EXERCISE PROMPT:
Report every line of the data below that holds the word "image".

PROVIDED RECORDS:
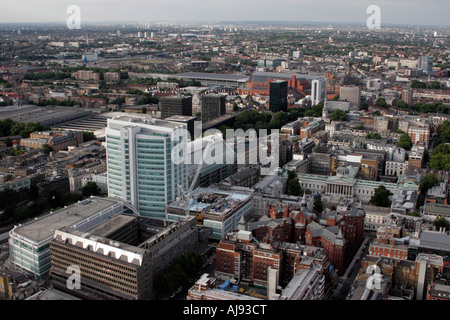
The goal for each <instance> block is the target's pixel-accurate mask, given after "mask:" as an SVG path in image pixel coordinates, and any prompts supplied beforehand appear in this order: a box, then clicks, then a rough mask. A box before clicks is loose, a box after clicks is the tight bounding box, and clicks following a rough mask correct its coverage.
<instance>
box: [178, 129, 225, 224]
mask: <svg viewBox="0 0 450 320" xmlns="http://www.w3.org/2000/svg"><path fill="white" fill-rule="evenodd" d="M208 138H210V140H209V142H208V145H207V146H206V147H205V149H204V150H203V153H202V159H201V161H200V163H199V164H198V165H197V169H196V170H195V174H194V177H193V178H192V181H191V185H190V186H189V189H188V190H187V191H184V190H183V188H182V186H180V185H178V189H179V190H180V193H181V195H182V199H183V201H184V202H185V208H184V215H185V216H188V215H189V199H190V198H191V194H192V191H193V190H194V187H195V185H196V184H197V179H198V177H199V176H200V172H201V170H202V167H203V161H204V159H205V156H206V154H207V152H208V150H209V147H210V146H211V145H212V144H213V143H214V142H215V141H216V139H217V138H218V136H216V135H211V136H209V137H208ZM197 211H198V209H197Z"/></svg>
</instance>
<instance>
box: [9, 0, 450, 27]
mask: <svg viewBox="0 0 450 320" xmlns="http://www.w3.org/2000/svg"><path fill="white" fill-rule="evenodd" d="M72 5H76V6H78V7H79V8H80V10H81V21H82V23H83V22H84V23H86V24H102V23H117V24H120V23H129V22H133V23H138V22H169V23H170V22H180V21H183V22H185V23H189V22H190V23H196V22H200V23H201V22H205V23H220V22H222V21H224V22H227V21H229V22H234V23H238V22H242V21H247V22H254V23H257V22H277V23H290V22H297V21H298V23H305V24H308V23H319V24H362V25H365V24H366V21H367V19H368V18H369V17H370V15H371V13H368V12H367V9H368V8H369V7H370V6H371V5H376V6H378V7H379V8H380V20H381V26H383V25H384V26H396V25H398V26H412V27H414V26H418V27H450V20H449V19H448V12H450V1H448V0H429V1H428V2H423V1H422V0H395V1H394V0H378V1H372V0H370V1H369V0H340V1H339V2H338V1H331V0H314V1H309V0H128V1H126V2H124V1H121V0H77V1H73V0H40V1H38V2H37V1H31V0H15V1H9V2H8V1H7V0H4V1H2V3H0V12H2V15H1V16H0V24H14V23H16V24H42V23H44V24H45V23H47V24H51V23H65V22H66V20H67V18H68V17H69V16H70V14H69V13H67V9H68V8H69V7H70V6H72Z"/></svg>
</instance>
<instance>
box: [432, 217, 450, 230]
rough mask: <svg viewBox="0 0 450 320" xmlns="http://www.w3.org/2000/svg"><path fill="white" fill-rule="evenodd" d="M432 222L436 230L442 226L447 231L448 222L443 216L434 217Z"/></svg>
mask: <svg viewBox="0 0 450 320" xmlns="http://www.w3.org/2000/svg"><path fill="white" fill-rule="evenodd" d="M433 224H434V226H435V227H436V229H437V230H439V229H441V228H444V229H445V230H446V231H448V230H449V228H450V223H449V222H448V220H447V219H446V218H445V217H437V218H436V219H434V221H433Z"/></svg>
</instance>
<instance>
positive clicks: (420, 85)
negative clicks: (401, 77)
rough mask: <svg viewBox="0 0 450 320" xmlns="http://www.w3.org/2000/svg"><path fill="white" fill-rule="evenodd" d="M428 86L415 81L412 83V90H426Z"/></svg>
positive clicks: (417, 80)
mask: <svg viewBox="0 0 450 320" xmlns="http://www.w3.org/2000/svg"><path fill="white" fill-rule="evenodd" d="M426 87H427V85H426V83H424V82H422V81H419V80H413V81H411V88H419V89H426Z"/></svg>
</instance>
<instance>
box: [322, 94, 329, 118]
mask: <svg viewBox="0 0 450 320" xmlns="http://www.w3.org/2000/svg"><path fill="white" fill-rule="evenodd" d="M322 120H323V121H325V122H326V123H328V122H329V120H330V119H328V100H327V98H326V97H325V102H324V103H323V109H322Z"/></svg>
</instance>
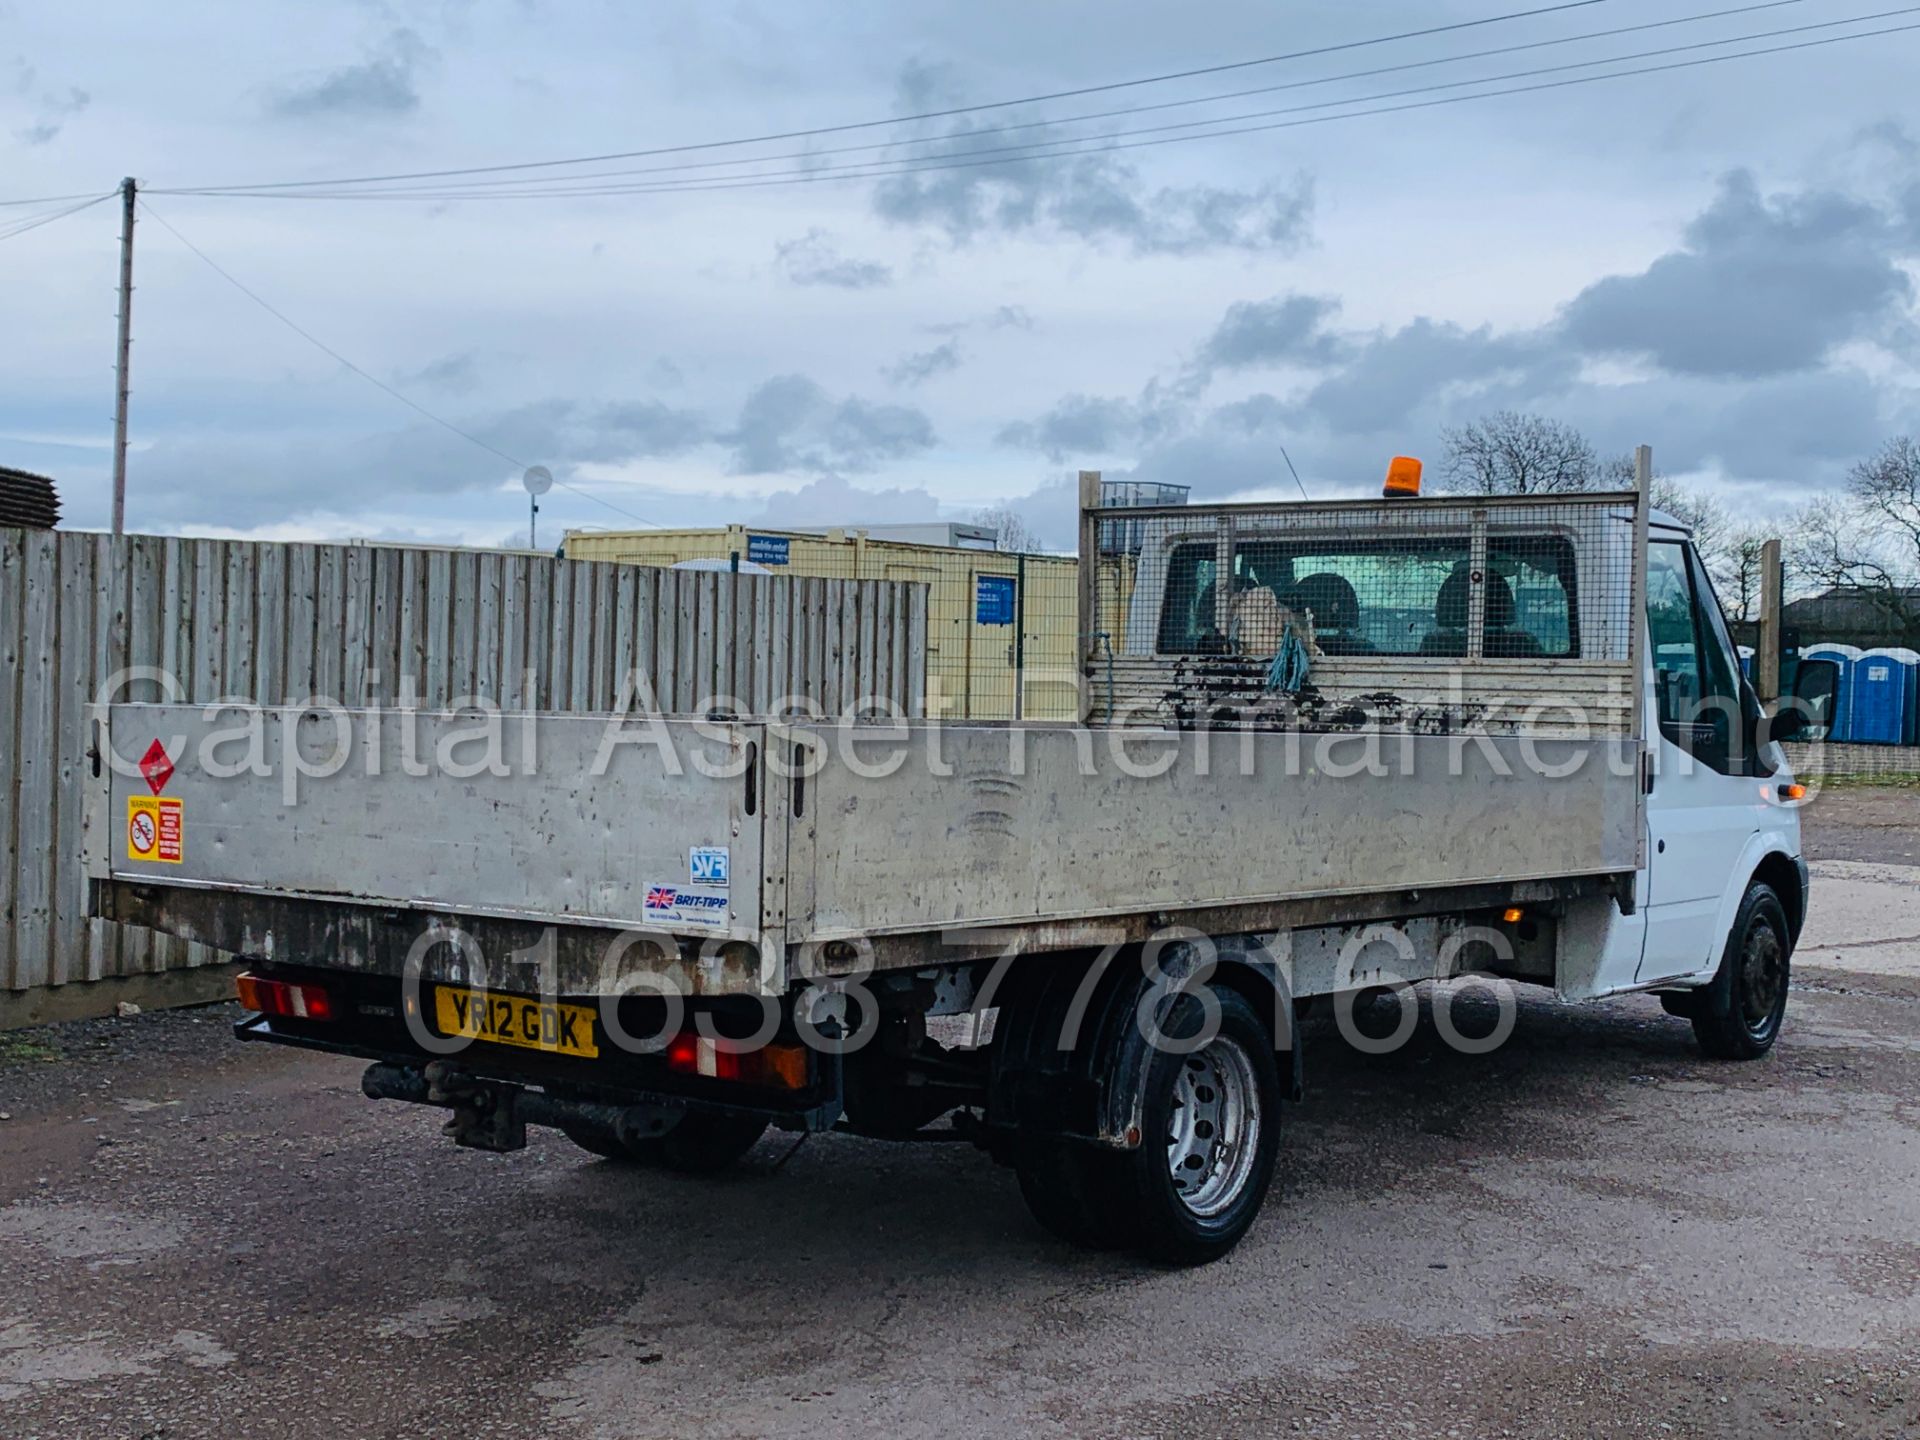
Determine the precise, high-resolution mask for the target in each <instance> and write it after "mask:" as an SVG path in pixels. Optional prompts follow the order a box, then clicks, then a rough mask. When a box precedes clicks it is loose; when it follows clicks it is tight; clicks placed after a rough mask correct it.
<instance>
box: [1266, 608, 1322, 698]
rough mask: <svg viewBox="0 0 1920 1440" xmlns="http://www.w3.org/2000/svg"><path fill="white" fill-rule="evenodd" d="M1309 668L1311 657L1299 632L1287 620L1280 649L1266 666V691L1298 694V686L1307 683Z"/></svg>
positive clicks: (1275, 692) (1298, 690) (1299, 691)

* * *

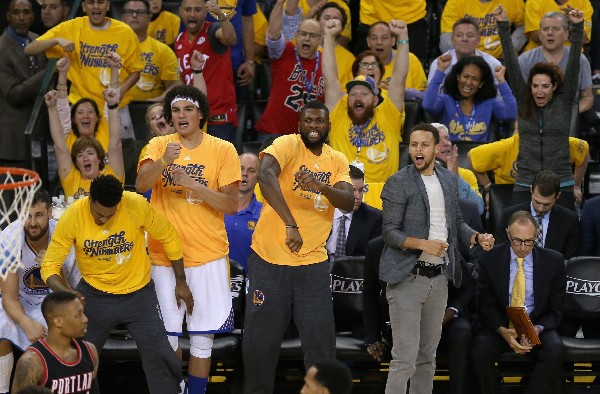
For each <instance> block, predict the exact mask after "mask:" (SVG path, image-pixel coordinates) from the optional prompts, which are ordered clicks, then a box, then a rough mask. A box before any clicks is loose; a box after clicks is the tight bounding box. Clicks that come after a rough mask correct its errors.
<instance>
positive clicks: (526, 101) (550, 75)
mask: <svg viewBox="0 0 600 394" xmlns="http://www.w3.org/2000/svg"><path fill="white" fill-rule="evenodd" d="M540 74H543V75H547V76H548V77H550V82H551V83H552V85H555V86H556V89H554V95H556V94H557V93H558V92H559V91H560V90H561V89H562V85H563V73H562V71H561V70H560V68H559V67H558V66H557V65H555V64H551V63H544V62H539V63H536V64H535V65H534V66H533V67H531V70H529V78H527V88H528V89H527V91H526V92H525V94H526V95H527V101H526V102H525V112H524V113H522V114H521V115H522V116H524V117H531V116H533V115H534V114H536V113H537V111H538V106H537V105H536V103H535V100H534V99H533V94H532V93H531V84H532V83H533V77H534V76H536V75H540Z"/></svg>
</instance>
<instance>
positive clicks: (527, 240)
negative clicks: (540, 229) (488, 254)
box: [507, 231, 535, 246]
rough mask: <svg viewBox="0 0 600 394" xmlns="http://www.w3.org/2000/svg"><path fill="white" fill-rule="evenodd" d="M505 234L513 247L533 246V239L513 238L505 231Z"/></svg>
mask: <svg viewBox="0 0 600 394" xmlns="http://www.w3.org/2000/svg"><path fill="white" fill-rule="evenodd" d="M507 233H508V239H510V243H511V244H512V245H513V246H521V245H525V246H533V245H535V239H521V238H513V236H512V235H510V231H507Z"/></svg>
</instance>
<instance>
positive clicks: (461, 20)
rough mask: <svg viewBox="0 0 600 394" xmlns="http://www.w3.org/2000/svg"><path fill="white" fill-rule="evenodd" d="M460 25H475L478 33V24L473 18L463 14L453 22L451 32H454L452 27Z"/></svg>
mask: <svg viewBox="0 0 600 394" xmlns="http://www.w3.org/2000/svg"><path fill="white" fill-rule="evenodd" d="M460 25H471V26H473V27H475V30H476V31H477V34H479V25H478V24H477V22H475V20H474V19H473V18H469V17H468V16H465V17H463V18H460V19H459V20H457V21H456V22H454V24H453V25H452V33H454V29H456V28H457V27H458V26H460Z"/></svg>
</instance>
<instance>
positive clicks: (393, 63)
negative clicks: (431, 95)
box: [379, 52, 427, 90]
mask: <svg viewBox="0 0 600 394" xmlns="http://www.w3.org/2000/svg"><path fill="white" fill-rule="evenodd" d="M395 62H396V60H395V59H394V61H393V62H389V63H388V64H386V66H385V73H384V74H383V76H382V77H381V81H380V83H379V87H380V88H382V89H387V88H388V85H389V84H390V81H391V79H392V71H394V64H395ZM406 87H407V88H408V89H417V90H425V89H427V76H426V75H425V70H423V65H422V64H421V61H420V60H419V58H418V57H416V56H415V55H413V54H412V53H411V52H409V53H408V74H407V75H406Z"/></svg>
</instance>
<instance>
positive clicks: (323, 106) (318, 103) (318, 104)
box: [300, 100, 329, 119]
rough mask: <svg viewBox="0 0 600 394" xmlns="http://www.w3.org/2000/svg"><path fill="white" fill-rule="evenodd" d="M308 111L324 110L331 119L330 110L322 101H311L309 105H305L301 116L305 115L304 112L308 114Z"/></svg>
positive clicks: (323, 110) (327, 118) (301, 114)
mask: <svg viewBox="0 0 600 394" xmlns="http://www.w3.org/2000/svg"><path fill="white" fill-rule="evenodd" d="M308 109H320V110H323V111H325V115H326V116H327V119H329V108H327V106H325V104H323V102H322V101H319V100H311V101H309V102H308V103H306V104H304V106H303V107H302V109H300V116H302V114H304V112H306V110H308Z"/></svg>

--

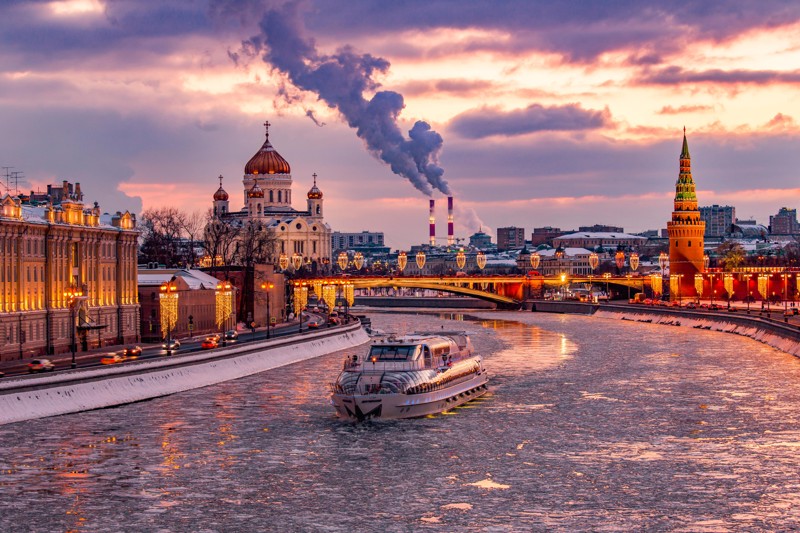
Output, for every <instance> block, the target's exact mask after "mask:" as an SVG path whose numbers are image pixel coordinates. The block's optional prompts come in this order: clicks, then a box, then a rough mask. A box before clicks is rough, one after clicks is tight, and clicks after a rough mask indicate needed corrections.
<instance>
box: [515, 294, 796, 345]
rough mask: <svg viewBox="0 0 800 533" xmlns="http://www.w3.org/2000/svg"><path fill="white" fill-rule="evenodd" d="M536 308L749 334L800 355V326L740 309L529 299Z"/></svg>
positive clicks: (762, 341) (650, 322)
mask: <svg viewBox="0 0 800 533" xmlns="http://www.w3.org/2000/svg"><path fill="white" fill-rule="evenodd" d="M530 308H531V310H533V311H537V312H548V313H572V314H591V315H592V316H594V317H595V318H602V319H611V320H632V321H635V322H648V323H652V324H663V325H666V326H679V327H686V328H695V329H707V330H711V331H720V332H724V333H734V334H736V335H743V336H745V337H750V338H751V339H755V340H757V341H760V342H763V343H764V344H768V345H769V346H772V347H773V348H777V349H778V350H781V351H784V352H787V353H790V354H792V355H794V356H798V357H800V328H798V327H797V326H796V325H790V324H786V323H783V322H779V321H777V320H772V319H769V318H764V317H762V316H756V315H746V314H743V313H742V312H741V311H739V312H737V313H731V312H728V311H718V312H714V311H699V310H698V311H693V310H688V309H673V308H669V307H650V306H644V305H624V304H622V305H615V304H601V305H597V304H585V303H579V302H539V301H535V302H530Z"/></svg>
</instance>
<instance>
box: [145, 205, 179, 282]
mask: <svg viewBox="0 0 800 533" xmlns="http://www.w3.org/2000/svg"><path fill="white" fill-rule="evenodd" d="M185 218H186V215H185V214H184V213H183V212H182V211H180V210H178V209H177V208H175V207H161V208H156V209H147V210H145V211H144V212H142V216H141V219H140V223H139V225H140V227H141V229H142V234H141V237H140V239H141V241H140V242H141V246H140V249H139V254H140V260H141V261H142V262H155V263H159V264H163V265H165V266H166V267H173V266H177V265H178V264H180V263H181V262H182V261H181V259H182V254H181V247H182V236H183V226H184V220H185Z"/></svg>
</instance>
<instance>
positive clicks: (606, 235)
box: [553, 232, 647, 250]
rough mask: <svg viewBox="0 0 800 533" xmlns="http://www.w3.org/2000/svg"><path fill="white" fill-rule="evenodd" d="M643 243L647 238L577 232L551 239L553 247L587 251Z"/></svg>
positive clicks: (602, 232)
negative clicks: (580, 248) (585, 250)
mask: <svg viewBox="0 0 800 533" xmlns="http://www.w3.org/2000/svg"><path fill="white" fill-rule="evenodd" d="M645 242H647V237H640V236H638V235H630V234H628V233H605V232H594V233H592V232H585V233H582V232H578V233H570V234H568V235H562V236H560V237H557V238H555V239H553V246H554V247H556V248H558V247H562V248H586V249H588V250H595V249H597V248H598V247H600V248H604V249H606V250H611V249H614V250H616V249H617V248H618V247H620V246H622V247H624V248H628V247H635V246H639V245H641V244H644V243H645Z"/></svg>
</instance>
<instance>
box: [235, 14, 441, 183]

TASK OUTPUT:
The goal for each <instance> block is the target's pixel-accurate mask, given after "mask:" as an SVG path in image pixel coordinates, and any prompts supplied beforehand appear in this order: a box, then clicks, then a rough mask. A box before clicks is loose, a box after clicks is the tight bounding box, and clicks following a rough mask correct its coverage.
For each <instance> block, predict the exact mask after "mask:" (SVG path, image-pixel coordinates) from the optional prompts, which are ordered clicks, then a box, then a rough mask. A box before any clicks is loose; a box after clicks is the tight bounding box. Clicks that come after a rough mask correct its errors.
Output, for every <instance> block, the target's exact mask after "mask:" as an SVG path whose numbers are image pixel coordinates. The block's optional prompts come in this order: clicks, then a box, then a rough mask. A box before clicks is rough, one after clicks is tight, and clicks after a rough mask indicate needed corrections.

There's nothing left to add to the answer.